§ **Work to be completed**
Reproduce all of the data below word for word, leaving out the pictures.

§ **Data lines**

================

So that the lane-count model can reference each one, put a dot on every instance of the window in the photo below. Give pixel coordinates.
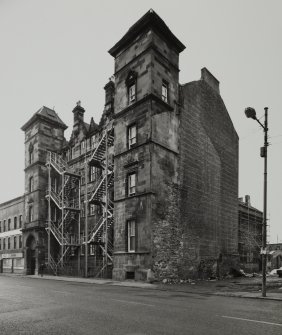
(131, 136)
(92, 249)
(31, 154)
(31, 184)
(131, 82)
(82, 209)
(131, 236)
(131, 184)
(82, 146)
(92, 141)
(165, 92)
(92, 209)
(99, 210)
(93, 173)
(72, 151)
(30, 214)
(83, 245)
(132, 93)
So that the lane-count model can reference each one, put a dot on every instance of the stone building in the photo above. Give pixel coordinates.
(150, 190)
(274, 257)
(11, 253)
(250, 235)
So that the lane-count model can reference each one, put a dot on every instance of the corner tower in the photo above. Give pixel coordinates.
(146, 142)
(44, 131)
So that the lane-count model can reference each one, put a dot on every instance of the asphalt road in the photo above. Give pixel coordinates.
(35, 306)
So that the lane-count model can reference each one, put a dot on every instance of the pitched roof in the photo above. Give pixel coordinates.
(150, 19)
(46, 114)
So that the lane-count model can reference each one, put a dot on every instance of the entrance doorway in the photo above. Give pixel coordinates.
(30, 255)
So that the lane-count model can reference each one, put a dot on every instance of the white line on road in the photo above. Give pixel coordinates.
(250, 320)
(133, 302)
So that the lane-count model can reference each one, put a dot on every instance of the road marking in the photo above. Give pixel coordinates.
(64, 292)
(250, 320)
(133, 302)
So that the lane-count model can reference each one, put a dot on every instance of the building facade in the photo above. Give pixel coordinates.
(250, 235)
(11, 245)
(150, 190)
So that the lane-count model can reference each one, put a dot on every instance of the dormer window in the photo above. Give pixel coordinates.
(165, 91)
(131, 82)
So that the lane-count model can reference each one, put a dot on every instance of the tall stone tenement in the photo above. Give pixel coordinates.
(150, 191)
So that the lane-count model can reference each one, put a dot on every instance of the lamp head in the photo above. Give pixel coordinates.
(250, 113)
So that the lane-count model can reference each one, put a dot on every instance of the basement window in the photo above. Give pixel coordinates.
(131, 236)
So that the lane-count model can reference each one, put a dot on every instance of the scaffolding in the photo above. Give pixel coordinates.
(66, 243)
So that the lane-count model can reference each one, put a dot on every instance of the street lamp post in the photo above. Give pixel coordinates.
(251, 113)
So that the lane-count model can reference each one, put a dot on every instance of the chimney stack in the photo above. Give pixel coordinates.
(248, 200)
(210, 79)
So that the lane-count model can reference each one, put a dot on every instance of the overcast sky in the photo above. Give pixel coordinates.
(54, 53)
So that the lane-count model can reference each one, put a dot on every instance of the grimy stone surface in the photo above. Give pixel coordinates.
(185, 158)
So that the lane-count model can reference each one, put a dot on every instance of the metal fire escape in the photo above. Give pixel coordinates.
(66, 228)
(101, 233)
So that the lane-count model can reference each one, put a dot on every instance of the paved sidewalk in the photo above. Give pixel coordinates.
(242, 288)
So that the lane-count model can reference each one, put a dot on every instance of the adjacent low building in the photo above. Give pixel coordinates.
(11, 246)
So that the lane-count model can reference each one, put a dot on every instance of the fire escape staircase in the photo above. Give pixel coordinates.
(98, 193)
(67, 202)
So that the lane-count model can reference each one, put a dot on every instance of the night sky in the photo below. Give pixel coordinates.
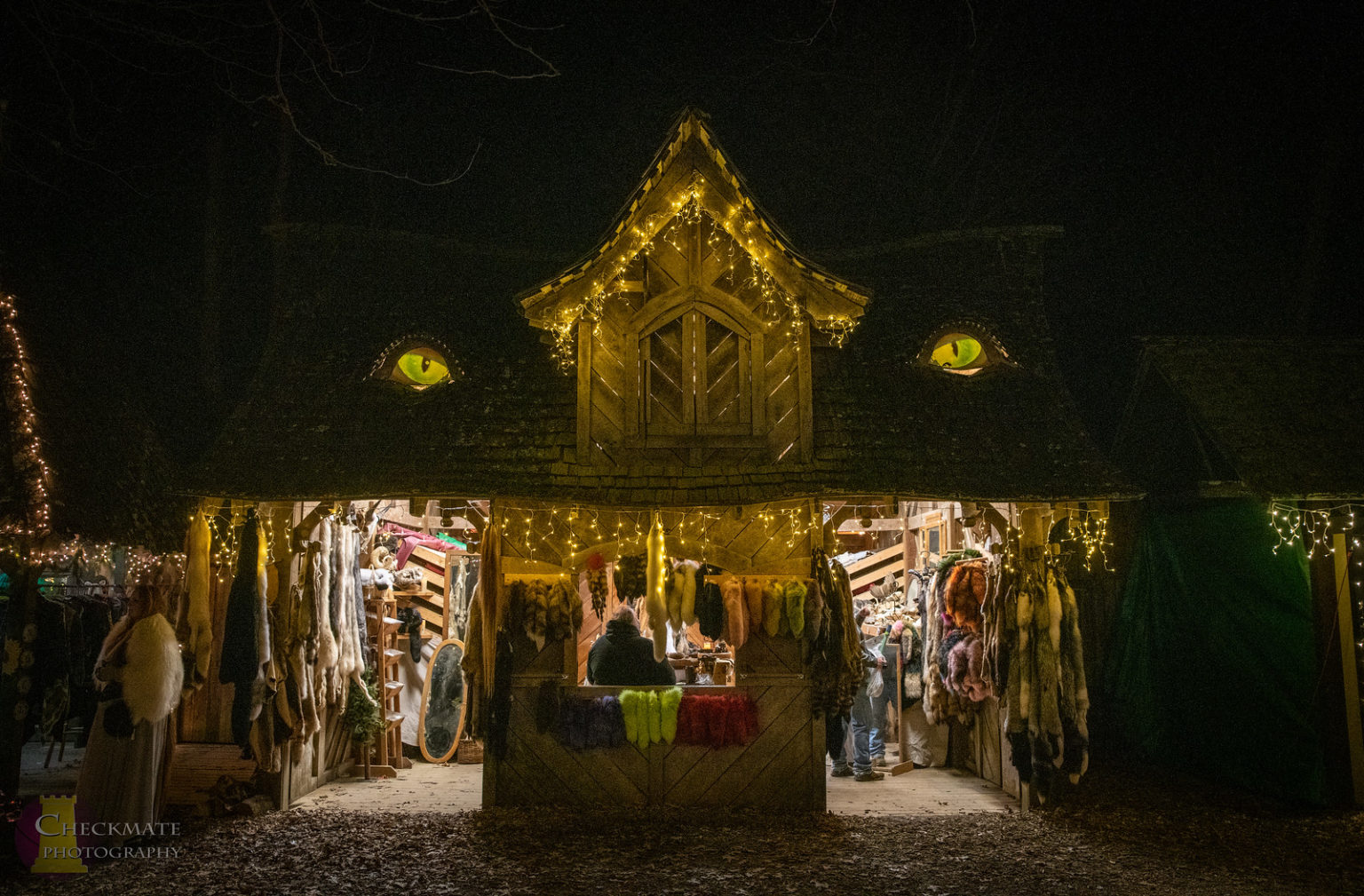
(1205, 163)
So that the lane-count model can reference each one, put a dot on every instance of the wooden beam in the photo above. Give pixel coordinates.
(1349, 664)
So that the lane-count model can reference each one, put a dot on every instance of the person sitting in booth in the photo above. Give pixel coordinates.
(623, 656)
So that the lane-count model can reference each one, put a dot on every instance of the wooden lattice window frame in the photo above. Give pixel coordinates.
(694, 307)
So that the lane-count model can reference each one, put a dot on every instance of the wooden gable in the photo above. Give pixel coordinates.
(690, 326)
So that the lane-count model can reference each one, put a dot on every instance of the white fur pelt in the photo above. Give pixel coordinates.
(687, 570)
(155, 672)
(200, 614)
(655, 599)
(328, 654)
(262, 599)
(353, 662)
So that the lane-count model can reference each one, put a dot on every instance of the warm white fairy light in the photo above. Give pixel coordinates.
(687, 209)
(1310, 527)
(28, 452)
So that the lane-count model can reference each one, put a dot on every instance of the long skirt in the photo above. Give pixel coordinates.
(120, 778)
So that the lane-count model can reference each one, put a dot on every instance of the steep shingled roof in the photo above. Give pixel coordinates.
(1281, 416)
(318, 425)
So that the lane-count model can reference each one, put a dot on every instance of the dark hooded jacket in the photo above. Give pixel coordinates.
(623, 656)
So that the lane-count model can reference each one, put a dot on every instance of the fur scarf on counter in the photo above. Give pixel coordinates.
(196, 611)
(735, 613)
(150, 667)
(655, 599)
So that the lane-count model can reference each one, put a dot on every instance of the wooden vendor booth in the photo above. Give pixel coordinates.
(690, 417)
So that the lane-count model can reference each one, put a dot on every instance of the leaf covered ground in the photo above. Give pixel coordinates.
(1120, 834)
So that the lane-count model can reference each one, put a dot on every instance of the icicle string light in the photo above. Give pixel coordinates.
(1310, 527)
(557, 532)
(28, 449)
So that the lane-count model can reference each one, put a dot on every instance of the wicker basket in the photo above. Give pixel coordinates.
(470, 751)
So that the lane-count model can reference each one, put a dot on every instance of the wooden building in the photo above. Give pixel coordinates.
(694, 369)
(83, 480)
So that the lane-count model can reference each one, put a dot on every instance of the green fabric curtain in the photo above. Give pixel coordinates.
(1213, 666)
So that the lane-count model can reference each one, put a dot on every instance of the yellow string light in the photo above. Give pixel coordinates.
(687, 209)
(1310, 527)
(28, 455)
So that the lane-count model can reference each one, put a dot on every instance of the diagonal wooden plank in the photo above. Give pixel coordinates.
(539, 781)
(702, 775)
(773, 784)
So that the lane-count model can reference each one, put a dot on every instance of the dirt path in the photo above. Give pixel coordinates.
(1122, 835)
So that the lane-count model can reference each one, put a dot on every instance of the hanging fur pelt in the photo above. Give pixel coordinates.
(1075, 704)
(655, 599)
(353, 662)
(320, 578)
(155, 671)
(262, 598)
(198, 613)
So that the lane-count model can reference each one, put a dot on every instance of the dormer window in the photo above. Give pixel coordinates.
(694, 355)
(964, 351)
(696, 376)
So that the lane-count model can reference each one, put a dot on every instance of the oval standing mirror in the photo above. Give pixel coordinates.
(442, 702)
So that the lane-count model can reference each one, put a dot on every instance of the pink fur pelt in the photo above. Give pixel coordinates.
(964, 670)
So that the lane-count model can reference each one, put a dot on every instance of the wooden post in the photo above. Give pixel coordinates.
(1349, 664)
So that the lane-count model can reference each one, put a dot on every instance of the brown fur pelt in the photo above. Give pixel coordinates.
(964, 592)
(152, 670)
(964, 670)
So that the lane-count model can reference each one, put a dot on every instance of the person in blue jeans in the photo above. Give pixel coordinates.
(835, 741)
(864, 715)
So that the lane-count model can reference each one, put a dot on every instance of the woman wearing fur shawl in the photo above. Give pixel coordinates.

================

§ **Exercise output**
So that the lane-count model can reference each one, put a dot on every instance of the window in the photo below. Give pixel coordinates.
(131, 136)
(92, 249)
(31, 154)
(31, 184)
(131, 82)
(82, 209)
(131, 236)
(131, 184)
(82, 146)
(92, 141)
(165, 92)
(92, 209)
(99, 210)
(93, 173)
(72, 151)
(30, 214)
(83, 245)
(132, 93)
So that the lane-count model can reference each one, put a dot on every instance of the stone building in the photo above. Give pixel coordinates.
(150, 190)
(274, 257)
(11, 253)
(250, 235)
So that the lane-count model can reference each one, put a dot on every instance of the corner tower in the photo above. Give pixel coordinates.
(146, 142)
(44, 131)
So that the lane-count model can reference each one, put a dot on every instance of the asphalt road in the photo above. Give pixel coordinates.
(35, 306)
So that the lane-count model can reference each one, put a dot on every instance of the pitched roof in the photo above. Give pixel coordinates.
(150, 19)
(46, 114)
So that the lane-count model can reference each one, put a dot on every instance of the entrance doorway in the photo above. Give pixel coordinates.
(30, 255)
So that the lane-count model can reference each one, put a dot on every instance of the white line on road in the photo above. Give pixel coordinates.
(250, 320)
(133, 302)
So that the lane-count model can reference each one, put a dot on every instance of the road marking in the photo above. Give pixel coordinates.
(64, 292)
(250, 320)
(133, 302)
So that the lane-count model can reference each one, put a dot on every instance of the building facade in the photo above. Give pixel coordinates.
(250, 235)
(11, 245)
(150, 190)
So that the lane-count model can reference each one, put a dot on every instance of the dormer window in the photo above. Give pixel coordinates.
(165, 91)
(131, 82)
So that the lane-count model can reference each one, put a dot on every instance of the tall stone tenement in the photo above. Give pixel coordinates.
(150, 191)
So that the lane-count model can reference each one, put a dot on every instance of the lamp head in the photo above. Give pixel coordinates.
(250, 113)
So that the lane-count model can reference each one, put a dot on every instance of the basement window in the photo above. Give pixel coordinates.
(131, 236)
So that the lane-count model can reference each one, put a dot on every instance of the scaffolding in the photo above. Give pixel coordinates.
(66, 243)
So that the lane-count model can reference each one, put a dot on every instance of the street lamp post in the photo above. Give pixel coordinates.
(251, 113)
So that the lane-count model can reference each one, put a dot on every instance of the chimney stack in the photo above. Give pixel coordinates.
(248, 200)
(210, 79)
So that the lane-count model can reference each one, put a dot on every instance of the overcast sky in the photo above. Give pixel coordinates.
(54, 53)
So that the lane-count model can reference each one, put a dot on every instance of the grimy stone surface in the photo above. Give pixel coordinates.
(185, 158)
So that the lane-count model can reference each one, put a dot on every instance of the metal fire escape in the photo above. Give pixel coordinates.
(66, 228)
(101, 233)
So that the lane-count model can reference each one, put a dot on every instance of the paved sidewalk in the photo above. Give pixel coordinates.
(242, 288)
So that the lane-count model can reference each one, put a dot on every instance of the adjacent low building in the photo above. Give pixel coordinates.
(11, 246)
So that the lane-count model can reference each one, put a dot on every instance of the fire escape staircase in the photo above. Give pixel coordinates.
(98, 193)
(67, 202)
So that the lane-count model can reference each one, put a dot on every instance of the night sky in the photo below. Give pixel coordinates.
(1205, 163)
So that the lane-count model can reference each one, put a dot on every instance of the wooden beam in the photo above. Give pixel coordinates.
(1349, 664)
So that the lane-count model can reference each one, put a dot on every instance of the person sitting in booth in the photo above. Give pixel coordinates.
(623, 656)
So that the lane-count model can reference each one, put a dot on every instance of the wooden lattice window frame in the photo above. Give pixel coordinates.
(694, 307)
So that the lane-count model can reference each one, put a dot on every instance of the wooden gable in the photo above. Give pixel coordinates.
(690, 326)
So that the lane-count model can reference each one, put a dot on every instance of the white fur pelt in the photo above. Give pixel coordinates.
(687, 570)
(155, 672)
(200, 614)
(655, 599)
(328, 654)
(262, 599)
(353, 662)
So that the lane-count model can reference each one, put a dot on every instance of the warm white fairy light in the photo above. Give pixel coordinates.
(687, 209)
(1310, 527)
(28, 452)
So that the lane-count model can reference each one, put a dot on every instance of the long skirt in the photo above. Give pixel coordinates.
(120, 778)
So that the lane-count model can reference each one, put a dot on every instance of the steep shingled roof in the photo above. Give pixel coordinates.
(1281, 416)
(318, 425)
So that the lane-count model can reference each one, put a dot on every instance of the dark hooded jacket in the photo above. Give pixel coordinates.
(623, 656)
So that the lane-count model can reference each one, put a dot on every instance of the fur scarf on counter in the photo above. Give pixel coordinates.
(196, 611)
(735, 613)
(150, 667)
(655, 599)
So that the lane-count model can reference each one, put a dot on every instance of the wooden vendor booth in the photo above. Give pixel coordinates.
(690, 417)
So that the lane-count model can reference each one, put a dot on every instance of the leaf covered ground in the photo above. Give pixel coordinates.
(1120, 834)
So that the lane-count model can reference each one, put a dot on every instance of the icicle string light in the photo above. Give pixel coordinates.
(1310, 527)
(557, 532)
(28, 449)
So that the lane-count model can reference each one, put a dot on every instance of the wicker basket in the photo above. Give pixel coordinates.
(470, 751)
So that the lane-count model can reference each one, put a dot on every instance of the wooden building in the photo above. Give pixel coordinates.
(694, 369)
(83, 480)
So that the lane-count model can reference each one, put a dot on every instance of the green fabric curtain in the photo above. Give pixel coordinates.
(1213, 666)
So that the lane-count model can reference each one, put a dot on every instance of the yellow string light in the photo above. Give pixel coordinates.
(687, 209)
(1310, 527)
(28, 455)
So that the lane-count model can reference each one, put a dot on every instance of the diagonal wooden plank in the photo above. Give pixel coordinates.
(539, 781)
(702, 775)
(773, 784)
So that the lane-count model can reference each one, put a dot on every instance of the dirt path in the photo above. Give pixel coordinates.
(1122, 835)
So that the lane-count model can reference each one, put a dot on every instance of the hanging fur pelt in the photo above. Give pixel coordinates.
(1075, 704)
(655, 599)
(353, 662)
(320, 578)
(155, 671)
(262, 598)
(198, 613)
So that the lane-count model can reference each one, put a dot on every instance of the dormer window in the photo above. Give pixel coordinates.
(694, 355)
(964, 351)
(696, 376)
So that the lane-count model can reference each one, put a dot on every instance of the oval standing mirror in the photo above. Give pixel coordinates.
(442, 702)
So that the lane-count model can reference each one, put a dot on every instance of the pink fur pelt in the photo above. Give pixel coordinates.
(964, 670)
So that the lane-count model can reference each one, put a dot on every instance of the wooden post in the photo above. Give pixel coordinates.
(1349, 664)
So that the lane-count model can reference each one, put a dot on every instance of the brown fur pelt in the photo above. Give pixel coordinates.
(964, 592)
(152, 670)
(964, 670)
So that the lane-count model can reference each one, put a dot on every instance of the person in blue jeans in the photo above. Give pixel coordinates.
(835, 741)
(864, 715)
So that the lane-count model can reference each one, put a dot on every instance of the woman wearing fur shawl in the photo above. Give pixel coordinates.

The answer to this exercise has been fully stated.